Problem
All of the records listed below should be retyped exactly.
[Provided information start]
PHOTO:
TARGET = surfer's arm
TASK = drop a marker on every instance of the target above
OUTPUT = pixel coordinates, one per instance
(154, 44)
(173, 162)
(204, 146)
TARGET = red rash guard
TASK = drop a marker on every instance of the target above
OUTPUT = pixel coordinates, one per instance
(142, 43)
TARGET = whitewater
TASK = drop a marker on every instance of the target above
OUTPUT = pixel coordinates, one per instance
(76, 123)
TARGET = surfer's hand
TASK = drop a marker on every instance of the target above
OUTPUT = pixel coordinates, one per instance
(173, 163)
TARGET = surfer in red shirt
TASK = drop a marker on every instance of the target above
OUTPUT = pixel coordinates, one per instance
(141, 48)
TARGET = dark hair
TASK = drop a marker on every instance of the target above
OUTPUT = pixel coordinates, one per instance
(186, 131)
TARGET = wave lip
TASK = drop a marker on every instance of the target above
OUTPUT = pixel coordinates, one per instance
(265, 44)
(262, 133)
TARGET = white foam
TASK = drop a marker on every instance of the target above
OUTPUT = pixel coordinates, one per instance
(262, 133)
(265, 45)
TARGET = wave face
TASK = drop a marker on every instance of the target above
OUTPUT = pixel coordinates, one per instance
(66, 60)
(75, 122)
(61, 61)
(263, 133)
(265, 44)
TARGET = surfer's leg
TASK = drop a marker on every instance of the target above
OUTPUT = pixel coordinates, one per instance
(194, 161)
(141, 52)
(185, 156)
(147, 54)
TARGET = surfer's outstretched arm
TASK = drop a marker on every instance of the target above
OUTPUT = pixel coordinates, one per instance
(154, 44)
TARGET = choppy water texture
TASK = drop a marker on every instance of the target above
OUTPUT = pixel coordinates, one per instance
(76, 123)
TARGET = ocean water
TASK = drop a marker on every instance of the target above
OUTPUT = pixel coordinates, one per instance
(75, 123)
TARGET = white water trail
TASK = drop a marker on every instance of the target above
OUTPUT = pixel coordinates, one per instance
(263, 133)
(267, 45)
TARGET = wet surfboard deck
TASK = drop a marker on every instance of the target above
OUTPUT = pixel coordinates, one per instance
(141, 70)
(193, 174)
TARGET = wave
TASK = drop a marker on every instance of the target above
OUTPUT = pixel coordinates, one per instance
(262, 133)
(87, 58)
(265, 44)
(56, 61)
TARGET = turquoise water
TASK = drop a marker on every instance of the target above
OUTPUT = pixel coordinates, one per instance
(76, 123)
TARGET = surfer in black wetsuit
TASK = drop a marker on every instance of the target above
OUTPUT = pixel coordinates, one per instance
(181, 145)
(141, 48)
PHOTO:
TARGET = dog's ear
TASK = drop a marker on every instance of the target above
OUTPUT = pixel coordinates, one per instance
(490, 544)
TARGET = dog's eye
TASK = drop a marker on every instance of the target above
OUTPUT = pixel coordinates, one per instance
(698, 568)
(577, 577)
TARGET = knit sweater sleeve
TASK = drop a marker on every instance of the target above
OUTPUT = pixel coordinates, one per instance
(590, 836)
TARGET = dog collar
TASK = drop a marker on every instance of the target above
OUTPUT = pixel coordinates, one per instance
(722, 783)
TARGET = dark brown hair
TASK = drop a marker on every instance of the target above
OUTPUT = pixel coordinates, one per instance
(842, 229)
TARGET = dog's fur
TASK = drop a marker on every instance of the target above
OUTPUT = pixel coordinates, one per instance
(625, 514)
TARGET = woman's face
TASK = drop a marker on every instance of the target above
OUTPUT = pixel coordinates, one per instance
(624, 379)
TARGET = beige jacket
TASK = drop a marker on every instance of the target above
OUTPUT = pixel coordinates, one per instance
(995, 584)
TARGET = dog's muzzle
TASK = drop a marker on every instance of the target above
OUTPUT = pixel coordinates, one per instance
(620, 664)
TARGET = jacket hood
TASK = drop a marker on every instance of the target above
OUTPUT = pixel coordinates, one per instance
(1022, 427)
[Provided information end]
Result for this exercise
PHOTO:
TARGET = surfer's arm
TASK = drop a marker on every instance of the target above
OUTPUT = pixel coordinates, one per instance
(154, 44)
(173, 162)
(204, 146)
TARGET = red rash guard
TASK = drop a marker on every instance of the target above
OUTPUT = pixel coordinates, one per instance
(142, 43)
TARGET = whitewater
TASK = drop a marker on every instance of the target above
OUTPUT = pixel coordinates, one per instance
(76, 123)
TARGET = surfer's hand
TASK = drop a marker on every instance of the target above
OUTPUT = pixel coordinates, one per instance
(173, 163)
TARGET = surfer in red shirt
TASK = drop a marker on every instance of the target above
OUTPUT = pixel coordinates, one per instance
(141, 48)
TARGET = dark hair
TASK = drop a marker on every instance of the target above
OUTPUT = pixel coordinates, one per instance
(186, 131)
TARGET = wave lip
TASK = drop a marker on every instance of the target above
OUTPUT = pixel coordinates, one per instance
(265, 44)
(262, 133)
TARGET = white foam
TASK = drop a marker on every instance of the target above
OUTPUT = pixel coordinates, one per instance
(262, 133)
(265, 45)
TARGET = wave face
TASK = drop a marker on every instance of the target above
OUTPUT = pixel coordinates, one per instance
(66, 60)
(75, 122)
(61, 61)
(263, 133)
(265, 44)
TARGET = surfer's leg
TASK = drop a marker on every instance of the target above
OUTPUT = pixel coordinates, one per instance
(194, 161)
(141, 52)
(185, 156)
(147, 54)
TARGET = surfer's outstretched arm
TASK = drop a marker on every instance of the target above
OUTPUT = pixel coordinates, one per instance
(154, 44)
TARGET = choppy water texture
TASK = drop a marker on every instance of the target above
OUTPUT = pixel coordinates, one per instance
(76, 123)
TARGET = ocean water
TASK = drop a marker on every instance of the target above
OUTPUT = pixel coordinates, one per instance
(75, 123)
TARGET = white water trail
TASK = drop a marker on every instance of the target above
OUTPUT = pixel coordinates, one per instance
(263, 133)
(267, 45)
TARGET = wet surfboard deck
TASK = drop a marker on every instance of the target above
OUTPUT = pixel coordinates, one per instance
(141, 70)
(193, 174)
TARGET = wave
TASK = drop a marker on every instance of the target above
OUTPUT = pixel coordinates, one per instance
(262, 133)
(87, 58)
(265, 44)
(56, 61)
TARGET = turquoise water
TASK = drop a marker on every instance of the target above
OUTPUT = pixel coordinates, one per instance
(76, 123)
TARGET = surfer in black wetsuit
TASK = drop a marker on every instance of the target above
OUTPUT = pixel coordinates, one per instance
(181, 145)
(141, 48)
PHOTO:
TARGET = dog's ear
TASK = drop a marker on every instance of the target above
OUTPUT = pixel coordinates, one per instance
(490, 544)
TARGET = dog's eye
TASK = drop a marker on every instance of the target above
OUTPUT = pixel coordinates, one per instance
(698, 568)
(577, 577)
TARGET = knit sweater sleeve
TASK = drop a marker on every instance of the target above
OUTPUT = pixel coordinates, one per instance
(590, 836)
TARGET = dog collar
TASK = drop a marker on every instance of the target above
OUTPUT = pixel coordinates, one per instance
(722, 783)
TARGET = dark brown hair
TASK = drop a marker on every instance of the target above
OUTPUT = pixel coordinates, one per instance
(842, 229)
TARGET = dog's fur
TASK = drop a marker on every instance of the target above
OUTPUT = pixel coordinates, one per instance
(625, 514)
TARGET = woman's face
TASK = drop a marker on every instance of the target above
OUTPUT = pixel coordinates, one per instance
(624, 379)
TARGET = beige jacket
TASK = drop a marker on every instance of the target above
OUTPUT = pixel coordinates, one per instance
(995, 584)
TARGET = dog's muzzle
TASK = drop a marker on every instance of the target above
OUTPUT = pixel coordinates, one per instance
(620, 664)
TARGET = jacket hood
TASK = drop a marker on every instance of the target above
OUTPUT = pixel coordinates, one per instance
(1022, 427)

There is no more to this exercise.